Quote each of the records below word for word, with nothing added or changed.

● ● ● ● ●

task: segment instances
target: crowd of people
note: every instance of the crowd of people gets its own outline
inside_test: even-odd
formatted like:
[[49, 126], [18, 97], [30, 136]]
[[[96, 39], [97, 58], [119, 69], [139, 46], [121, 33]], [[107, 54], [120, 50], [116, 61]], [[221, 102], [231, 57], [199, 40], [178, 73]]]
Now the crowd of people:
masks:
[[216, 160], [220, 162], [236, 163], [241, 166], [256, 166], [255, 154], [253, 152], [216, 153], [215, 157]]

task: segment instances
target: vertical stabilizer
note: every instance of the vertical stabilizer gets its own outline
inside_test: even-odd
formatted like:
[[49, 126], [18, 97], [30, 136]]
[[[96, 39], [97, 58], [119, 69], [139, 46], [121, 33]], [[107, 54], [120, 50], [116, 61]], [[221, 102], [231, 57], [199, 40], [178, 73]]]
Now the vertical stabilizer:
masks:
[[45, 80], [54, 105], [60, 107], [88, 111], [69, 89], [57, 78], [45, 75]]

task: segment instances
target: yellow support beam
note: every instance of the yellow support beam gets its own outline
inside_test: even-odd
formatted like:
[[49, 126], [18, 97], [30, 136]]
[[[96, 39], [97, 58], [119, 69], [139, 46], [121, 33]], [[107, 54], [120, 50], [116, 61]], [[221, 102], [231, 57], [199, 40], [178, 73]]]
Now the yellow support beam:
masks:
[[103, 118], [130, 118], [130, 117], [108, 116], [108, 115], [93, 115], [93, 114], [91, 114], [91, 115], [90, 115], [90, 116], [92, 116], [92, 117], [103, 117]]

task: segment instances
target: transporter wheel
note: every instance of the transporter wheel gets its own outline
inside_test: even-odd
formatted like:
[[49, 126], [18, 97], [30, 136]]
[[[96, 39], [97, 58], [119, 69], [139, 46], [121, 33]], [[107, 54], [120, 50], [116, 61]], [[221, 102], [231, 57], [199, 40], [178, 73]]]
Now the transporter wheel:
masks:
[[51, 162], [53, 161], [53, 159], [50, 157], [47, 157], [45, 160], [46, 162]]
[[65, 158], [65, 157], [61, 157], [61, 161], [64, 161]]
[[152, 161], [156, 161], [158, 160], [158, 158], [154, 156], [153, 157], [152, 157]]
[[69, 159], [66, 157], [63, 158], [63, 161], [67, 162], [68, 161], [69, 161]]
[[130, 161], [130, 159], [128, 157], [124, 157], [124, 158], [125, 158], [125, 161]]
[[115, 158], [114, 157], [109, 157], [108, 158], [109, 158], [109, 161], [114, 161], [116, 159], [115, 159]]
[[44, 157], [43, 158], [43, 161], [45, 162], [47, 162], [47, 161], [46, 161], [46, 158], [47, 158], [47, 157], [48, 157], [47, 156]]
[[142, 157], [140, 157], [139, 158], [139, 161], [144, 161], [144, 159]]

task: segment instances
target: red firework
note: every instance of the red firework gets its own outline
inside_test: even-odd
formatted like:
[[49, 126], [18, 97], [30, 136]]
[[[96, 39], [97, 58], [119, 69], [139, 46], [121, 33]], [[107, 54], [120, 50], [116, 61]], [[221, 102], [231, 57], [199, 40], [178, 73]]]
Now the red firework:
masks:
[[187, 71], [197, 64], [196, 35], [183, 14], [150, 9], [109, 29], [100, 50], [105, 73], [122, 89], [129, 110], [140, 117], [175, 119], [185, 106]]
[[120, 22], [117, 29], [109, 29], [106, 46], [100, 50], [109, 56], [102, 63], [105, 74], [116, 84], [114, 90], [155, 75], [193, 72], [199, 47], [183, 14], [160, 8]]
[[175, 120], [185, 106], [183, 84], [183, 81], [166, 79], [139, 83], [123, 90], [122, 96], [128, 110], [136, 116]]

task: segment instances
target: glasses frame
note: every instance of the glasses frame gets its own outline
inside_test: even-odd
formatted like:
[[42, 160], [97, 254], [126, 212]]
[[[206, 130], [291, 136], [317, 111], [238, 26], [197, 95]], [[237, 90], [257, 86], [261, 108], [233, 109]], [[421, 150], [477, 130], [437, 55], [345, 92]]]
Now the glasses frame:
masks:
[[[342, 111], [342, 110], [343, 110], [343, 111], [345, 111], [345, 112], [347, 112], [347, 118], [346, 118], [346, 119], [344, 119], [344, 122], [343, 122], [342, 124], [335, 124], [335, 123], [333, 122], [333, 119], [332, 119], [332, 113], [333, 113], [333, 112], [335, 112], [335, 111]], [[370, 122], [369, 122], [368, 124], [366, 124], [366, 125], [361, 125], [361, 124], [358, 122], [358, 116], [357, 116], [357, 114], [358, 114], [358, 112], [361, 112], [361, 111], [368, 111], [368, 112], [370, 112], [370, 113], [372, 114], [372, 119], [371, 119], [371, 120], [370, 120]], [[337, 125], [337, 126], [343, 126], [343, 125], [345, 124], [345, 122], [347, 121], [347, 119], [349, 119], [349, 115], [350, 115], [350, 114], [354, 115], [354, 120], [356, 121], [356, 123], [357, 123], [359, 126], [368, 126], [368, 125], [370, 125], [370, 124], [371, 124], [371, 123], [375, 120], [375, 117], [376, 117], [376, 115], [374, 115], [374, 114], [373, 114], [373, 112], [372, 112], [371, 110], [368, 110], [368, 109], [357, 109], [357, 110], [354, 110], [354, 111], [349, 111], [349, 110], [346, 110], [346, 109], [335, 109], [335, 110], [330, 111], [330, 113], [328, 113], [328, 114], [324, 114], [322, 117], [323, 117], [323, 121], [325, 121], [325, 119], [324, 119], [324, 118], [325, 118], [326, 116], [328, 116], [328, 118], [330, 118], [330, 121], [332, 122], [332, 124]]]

● ● ● ● ●

(Result of the exercise)
task: segment instances
target: crowd of people
note: every instance of the crowd of people gets its own outline
inside_test: even-odd
formatted like:
[[49, 126], [18, 97], [30, 136]]
[[[96, 39], [97, 58], [119, 69], [139, 46], [121, 33]], [[107, 54], [120, 50], [116, 61]], [[221, 102], [231, 57], [199, 40], [178, 73]]]
Now the crowd of people:
masks:
[[216, 160], [220, 162], [236, 163], [241, 166], [256, 166], [255, 154], [253, 152], [216, 153], [215, 157]]

task: segment instances
target: vertical stabilizer
note: every instance of the vertical stabilizer gets its own outline
inside_test: even-odd
formatted like:
[[49, 126], [18, 97], [30, 136]]
[[[96, 39], [97, 58], [119, 69], [139, 46], [121, 33]], [[107, 54], [120, 50], [116, 61]], [[221, 102], [231, 57], [199, 40], [178, 73]]]
Now the vertical stabilizer:
masks:
[[45, 80], [54, 105], [60, 107], [88, 111], [69, 89], [57, 78], [45, 75]]

task: segment instances
target: yellow support beam
note: every instance of the yellow support beam gets its own outline
inside_test: even-odd
formatted like:
[[49, 126], [18, 97], [30, 136]]
[[[96, 39], [97, 58], [119, 69], [139, 46], [121, 33]], [[107, 54], [120, 50], [116, 61]], [[221, 102], [231, 57], [199, 40], [178, 73]]]
Now the yellow support beam:
masks:
[[103, 118], [130, 118], [130, 117], [108, 116], [108, 115], [93, 115], [93, 114], [91, 114], [91, 115], [90, 115], [90, 116], [92, 116], [92, 117], [103, 117]]

task: segment instances
target: transporter wheel
note: every instance of the transporter wheel gets its own outline
inside_test: even-odd
formatted like:
[[49, 126], [18, 97], [30, 136]]
[[[96, 39], [97, 58], [119, 69], [139, 46], [121, 33]], [[107, 54], [120, 50], [116, 61]], [[221, 102], [231, 57], [199, 40], [178, 73]]]
Now the transporter wheel:
masks:
[[51, 162], [53, 161], [53, 159], [50, 157], [47, 157], [45, 160], [46, 162]]
[[65, 158], [65, 157], [61, 157], [61, 161], [64, 161]]
[[152, 161], [156, 161], [158, 160], [158, 158], [154, 156], [153, 157], [152, 157]]
[[69, 159], [66, 157], [63, 158], [63, 161], [67, 162], [68, 161], [69, 161]]
[[130, 161], [130, 159], [128, 157], [124, 157], [124, 158], [125, 158], [125, 161]]
[[115, 158], [114, 157], [109, 157], [108, 158], [109, 158], [109, 161], [114, 161], [116, 159], [115, 159]]
[[44, 157], [43, 158], [43, 161], [45, 162], [47, 162], [47, 161], [46, 161], [46, 158], [47, 158], [47, 157], [48, 157], [47, 156]]
[[142, 157], [140, 157], [139, 158], [139, 161], [144, 161], [144, 159]]

task: segment instances
target: red firework
note: every instance of the red firework gets its own outline
inside_test: even-odd
formatted like:
[[49, 126], [18, 97], [30, 136]]
[[[96, 39], [97, 58], [119, 69], [139, 46], [121, 33]], [[107, 54], [120, 50], [116, 61]], [[221, 102], [231, 57], [199, 40], [178, 73]]]
Now the red firework:
masks:
[[187, 71], [197, 64], [196, 35], [183, 14], [150, 9], [109, 29], [100, 50], [105, 73], [122, 89], [129, 110], [140, 117], [175, 119], [185, 106]]
[[120, 22], [117, 29], [109, 29], [106, 46], [100, 50], [109, 56], [102, 63], [105, 74], [116, 84], [114, 90], [155, 75], [193, 72], [199, 47], [183, 14], [160, 8]]
[[175, 120], [185, 106], [183, 84], [183, 81], [166, 79], [139, 83], [123, 90], [122, 96], [128, 110], [136, 116]]

task: segment instances
target: glasses frame
note: every instance of the glasses frame gets its own outline
inside_test: even-odd
formatted like:
[[42, 160], [97, 254], [126, 212]]
[[[206, 130], [291, 136], [317, 111], [238, 26], [197, 95]], [[237, 90], [257, 86], [261, 108], [233, 109]], [[421, 150], [477, 130], [437, 55], [345, 92]]]
Now the glasses frame:
masks:
[[[342, 111], [342, 110], [343, 110], [343, 111], [345, 111], [345, 112], [347, 112], [347, 118], [346, 118], [346, 119], [344, 119], [344, 122], [343, 122], [342, 124], [335, 124], [335, 123], [333, 122], [333, 119], [332, 119], [332, 113], [333, 113], [333, 112], [335, 112], [335, 111]], [[370, 122], [369, 122], [368, 124], [366, 124], [366, 125], [361, 125], [361, 124], [358, 122], [358, 116], [357, 116], [357, 114], [358, 114], [358, 112], [361, 112], [361, 111], [368, 111], [368, 112], [370, 112], [370, 113], [372, 114], [372, 119], [371, 119], [371, 120], [370, 120]], [[337, 125], [337, 126], [343, 126], [343, 125], [345, 124], [345, 122], [347, 121], [347, 119], [349, 119], [349, 115], [350, 115], [350, 114], [354, 115], [354, 120], [356, 121], [356, 123], [357, 123], [359, 126], [368, 126], [368, 125], [370, 125], [370, 124], [371, 124], [371, 123], [375, 120], [375, 117], [376, 117], [376, 115], [374, 115], [374, 114], [373, 114], [373, 112], [372, 112], [371, 110], [368, 110], [368, 109], [357, 109], [357, 110], [354, 110], [354, 111], [349, 111], [349, 110], [346, 110], [346, 109], [335, 109], [335, 110], [330, 111], [330, 113], [328, 113], [328, 114], [324, 114], [322, 117], [323, 117], [323, 121], [325, 121], [325, 119], [324, 119], [324, 118], [325, 118], [326, 116], [328, 116], [328, 118], [330, 118], [330, 121], [332, 122], [332, 124]]]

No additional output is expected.